> _REQUIRED TASK_
Express every line from the start of the records through the line containing "[32,3,300,413]", inclusive, as a JSON list of strings with one string per line. Skip blank lines, and leave the pictures out.

> _Coordinate annotation entries_
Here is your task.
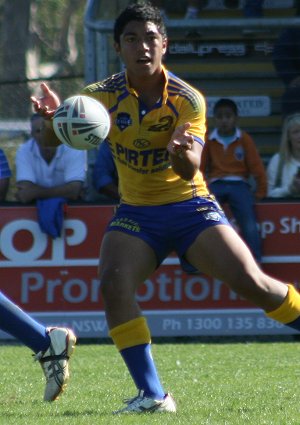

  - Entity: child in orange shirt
[201,99,267,262]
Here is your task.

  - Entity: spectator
[16,114,86,203]
[267,113,300,198]
[0,149,11,202]
[273,28,300,117]
[93,140,120,201]
[201,99,267,262]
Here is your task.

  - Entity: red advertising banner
[0,203,300,337]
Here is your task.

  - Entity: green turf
[0,338,300,425]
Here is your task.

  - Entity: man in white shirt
[16,114,87,203]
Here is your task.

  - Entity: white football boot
[34,328,76,401]
[113,390,176,414]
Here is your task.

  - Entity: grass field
[0,337,300,425]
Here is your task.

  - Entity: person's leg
[0,292,50,353]
[228,182,261,263]
[0,292,76,401]
[186,225,300,330]
[99,231,169,400]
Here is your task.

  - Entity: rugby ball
[53,96,110,150]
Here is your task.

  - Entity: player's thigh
[99,231,157,288]
[186,225,260,289]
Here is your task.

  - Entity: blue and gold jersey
[83,69,208,205]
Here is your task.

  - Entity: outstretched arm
[30,83,61,147]
[167,123,202,180]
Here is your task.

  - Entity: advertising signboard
[0,203,300,338]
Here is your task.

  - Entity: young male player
[32,3,300,413]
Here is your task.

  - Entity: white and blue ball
[53,95,110,150]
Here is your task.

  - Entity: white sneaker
[35,328,76,401]
[113,390,176,414]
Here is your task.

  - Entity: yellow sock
[109,317,151,351]
[267,285,300,322]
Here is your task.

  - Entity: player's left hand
[167,122,194,158]
[30,83,61,119]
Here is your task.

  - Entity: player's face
[116,21,167,78]
[215,106,237,136]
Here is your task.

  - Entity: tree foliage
[0,0,86,118]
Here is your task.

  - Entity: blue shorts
[107,196,230,272]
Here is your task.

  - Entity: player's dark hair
[114,2,167,44]
[213,98,239,116]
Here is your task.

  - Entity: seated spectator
[201,99,267,262]
[93,140,120,201]
[0,149,11,202]
[267,113,300,198]
[273,27,300,117]
[16,114,87,203]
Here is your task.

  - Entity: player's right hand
[30,83,61,119]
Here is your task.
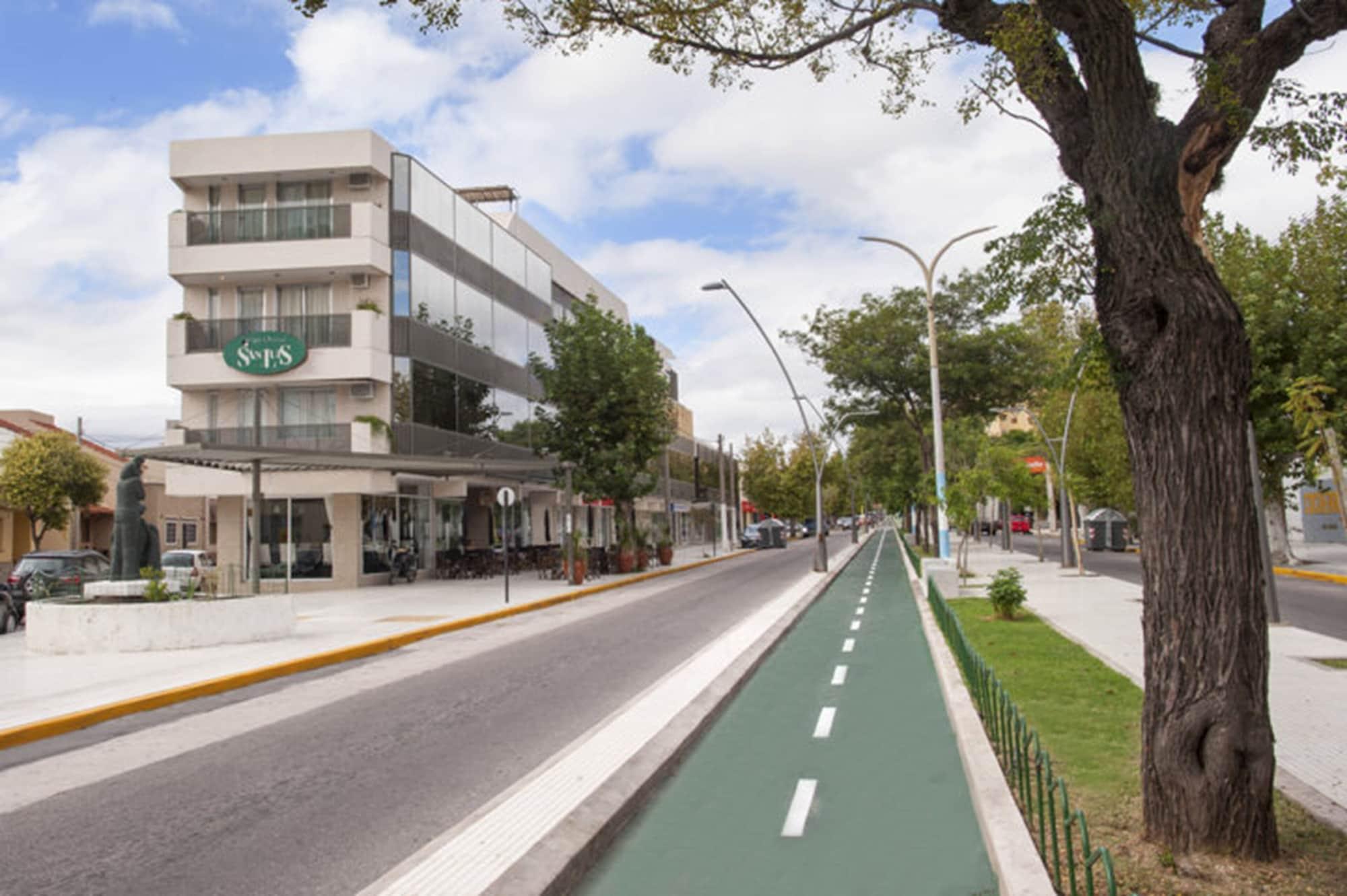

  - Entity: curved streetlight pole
[861,225,995,559]
[806,399,880,545]
[702,277,828,572]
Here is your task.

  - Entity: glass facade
[392,155,559,444]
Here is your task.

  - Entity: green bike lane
[575,531,997,896]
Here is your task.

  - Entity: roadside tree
[0,432,104,550]
[528,293,674,531]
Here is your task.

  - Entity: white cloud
[0,0,1344,442]
[89,0,182,31]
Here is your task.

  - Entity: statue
[112,456,159,581]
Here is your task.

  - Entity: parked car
[159,550,216,586]
[740,523,762,547]
[7,550,112,607]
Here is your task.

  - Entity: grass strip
[948,597,1347,896]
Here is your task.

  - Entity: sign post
[496,485,515,604]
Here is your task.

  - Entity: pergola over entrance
[136,444,574,594]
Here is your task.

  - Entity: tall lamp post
[702,279,828,572]
[806,399,880,545]
[991,365,1086,569]
[861,225,994,559]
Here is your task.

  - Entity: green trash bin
[1082,507,1127,550]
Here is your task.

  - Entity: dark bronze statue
[112,456,159,581]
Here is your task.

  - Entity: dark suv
[7,550,112,602]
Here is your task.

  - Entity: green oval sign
[225,330,308,374]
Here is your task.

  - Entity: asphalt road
[0,534,847,896]
[1014,534,1347,640]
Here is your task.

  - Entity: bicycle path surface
[575,532,998,896]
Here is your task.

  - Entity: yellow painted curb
[1272,566,1347,585]
[0,550,753,749]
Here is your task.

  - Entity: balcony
[187,315,350,353]
[186,424,350,450]
[168,202,392,285]
[187,205,350,246]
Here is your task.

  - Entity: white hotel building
[145,131,717,589]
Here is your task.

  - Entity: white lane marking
[361,549,830,896]
[781,778,819,837]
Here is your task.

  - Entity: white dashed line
[781,778,819,837]
[814,706,838,740]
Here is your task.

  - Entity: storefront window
[290,497,333,578]
[360,495,397,576]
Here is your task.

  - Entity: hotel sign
[225,330,308,374]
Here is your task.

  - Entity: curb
[894,532,1056,896]
[1272,566,1347,585]
[0,550,753,749]
[485,532,873,896]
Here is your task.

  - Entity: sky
[0,0,1347,447]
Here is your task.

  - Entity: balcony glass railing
[187,205,350,246]
[187,315,350,351]
[187,424,350,450]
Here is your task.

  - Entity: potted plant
[617,526,636,573]
[655,528,674,566]
[636,526,651,572]
[570,530,589,585]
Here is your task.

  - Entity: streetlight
[991,365,1086,569]
[702,277,828,572]
[861,225,995,559]
[806,399,880,545]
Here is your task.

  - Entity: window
[276,389,337,427]
[276,180,333,240]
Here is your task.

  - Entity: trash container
[758,519,785,547]
[1083,507,1127,550]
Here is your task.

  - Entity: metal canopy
[135,444,558,481]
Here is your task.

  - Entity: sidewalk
[0,545,744,734]
[960,543,1347,818]
[575,531,1005,896]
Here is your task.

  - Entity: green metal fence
[904,539,1136,896]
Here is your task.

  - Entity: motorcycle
[388,545,416,585]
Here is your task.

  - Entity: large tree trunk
[1263,493,1300,566]
[1086,177,1277,858]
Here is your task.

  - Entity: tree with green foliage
[291,0,1347,858]
[528,296,674,530]
[0,432,105,550]
[783,279,1039,543]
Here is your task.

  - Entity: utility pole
[713,434,730,553]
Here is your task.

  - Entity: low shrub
[987,566,1028,619]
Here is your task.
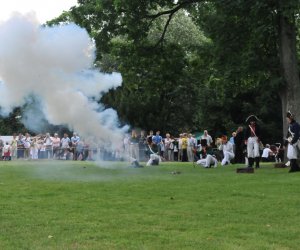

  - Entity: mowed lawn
[0,161,300,250]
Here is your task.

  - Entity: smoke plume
[0,14,126,146]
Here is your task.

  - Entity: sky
[0,0,77,24]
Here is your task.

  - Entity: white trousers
[196,155,218,168]
[247,137,260,158]
[187,146,194,162]
[146,154,161,166]
[221,151,234,166]
[287,143,298,160]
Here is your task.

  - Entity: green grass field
[0,161,300,250]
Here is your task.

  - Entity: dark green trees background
[2,0,300,143]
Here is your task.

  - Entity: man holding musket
[286,111,300,173]
[245,115,260,168]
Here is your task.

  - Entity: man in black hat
[286,111,300,173]
[245,115,260,168]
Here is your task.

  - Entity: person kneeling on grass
[146,140,161,166]
[196,146,218,168]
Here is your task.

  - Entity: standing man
[286,111,300,173]
[219,135,234,166]
[245,115,260,168]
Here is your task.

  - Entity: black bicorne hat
[246,115,259,123]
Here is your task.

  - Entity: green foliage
[44,0,299,142]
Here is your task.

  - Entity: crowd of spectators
[0,127,282,165]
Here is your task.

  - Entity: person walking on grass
[286,111,300,173]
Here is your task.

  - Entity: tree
[48,0,299,142]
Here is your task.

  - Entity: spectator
[200,130,213,147]
[219,135,234,166]
[52,133,60,159]
[17,133,24,159]
[3,142,11,161]
[60,133,71,160]
[44,133,53,159]
[10,134,18,159]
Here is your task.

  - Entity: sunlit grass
[0,161,300,249]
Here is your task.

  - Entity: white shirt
[219,141,233,154]
[261,148,273,158]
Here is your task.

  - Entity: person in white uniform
[245,115,261,168]
[286,111,300,173]
[219,135,234,166]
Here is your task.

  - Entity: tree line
[2,0,300,142]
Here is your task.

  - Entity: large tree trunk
[279,7,300,140]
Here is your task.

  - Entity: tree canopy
[1,0,300,145]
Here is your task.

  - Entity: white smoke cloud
[0,14,127,146]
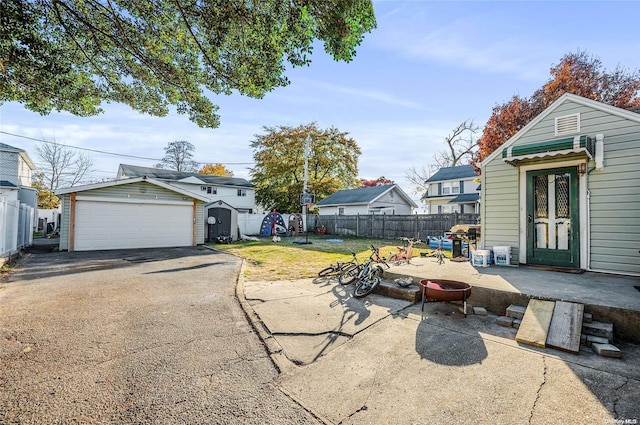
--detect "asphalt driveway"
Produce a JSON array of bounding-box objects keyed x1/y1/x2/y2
[{"x1": 0, "y1": 247, "x2": 317, "y2": 424}]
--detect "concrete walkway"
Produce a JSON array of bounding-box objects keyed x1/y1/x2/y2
[{"x1": 237, "y1": 272, "x2": 640, "y2": 424}]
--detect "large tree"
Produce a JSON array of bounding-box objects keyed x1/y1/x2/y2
[
  {"x1": 31, "y1": 172, "x2": 60, "y2": 209},
  {"x1": 155, "y1": 140, "x2": 199, "y2": 173},
  {"x1": 474, "y1": 51, "x2": 640, "y2": 166},
  {"x1": 0, "y1": 0, "x2": 376, "y2": 128},
  {"x1": 36, "y1": 140, "x2": 93, "y2": 192},
  {"x1": 198, "y1": 162, "x2": 233, "y2": 177},
  {"x1": 251, "y1": 123, "x2": 360, "y2": 212}
]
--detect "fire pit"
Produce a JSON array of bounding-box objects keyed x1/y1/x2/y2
[{"x1": 419, "y1": 279, "x2": 471, "y2": 317}]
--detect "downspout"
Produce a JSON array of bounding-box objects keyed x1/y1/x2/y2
[{"x1": 585, "y1": 134, "x2": 604, "y2": 271}]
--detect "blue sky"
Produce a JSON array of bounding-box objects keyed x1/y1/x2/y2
[{"x1": 0, "y1": 0, "x2": 640, "y2": 207}]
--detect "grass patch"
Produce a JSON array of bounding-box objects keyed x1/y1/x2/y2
[{"x1": 210, "y1": 235, "x2": 450, "y2": 281}]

> _COMPLETE OUTPUT_
[
  "Here is your task.",
  "  - Entity: child in orange shirt",
  "[201,99,267,262]",
  "Here is your task.",
  "  - Entity: spectator",
  "[16,114,86,203]",
  "[267,113,300,198]",
  "[0,149,11,202]",
  "[273,28,300,117]",
  "[93,140,120,201]",
  "[201,99,267,262]",
  "Here is your task.",
  "  - Entity: red advertising banner",
  "[0,203,300,337]",
  "Here is your task.",
  "  - Entity: green turf",
  "[0,338,300,425]",
  "Here is your task.",
  "  - Entity: man in white shirt",
  "[16,114,87,203]",
  "Here is your task.",
  "  - Entity: white football boot",
  "[34,328,76,401]",
  "[113,390,176,414]",
  "Here is your task.",
  "  - Entity: grass field",
  "[0,337,300,425]",
  "Here is your task.",
  "  - Entity: person's leg",
  "[0,292,50,353]",
  "[228,182,261,263]",
  "[0,292,76,401]",
  "[186,225,300,330]",
  "[99,231,169,400]",
  "Here is your task.",
  "  - Entity: rugby ball",
  "[53,96,110,150]",
  "Here is your task.",
  "  - Entity: player's thigh",
  "[99,231,157,288]",
  "[186,225,260,289]",
  "Here is your task.",
  "  - Entity: blue and gold jersey",
  "[83,69,208,205]",
  "Here is your task.",
  "  - Entity: outstretched arm",
  "[30,83,61,147]",
  "[167,123,202,180]",
  "Here is your task.",
  "  - Entity: advertising signboard",
  "[0,203,300,338]",
  "Here is your task.",
  "  - Entity: young male player",
  "[32,3,300,413]"
]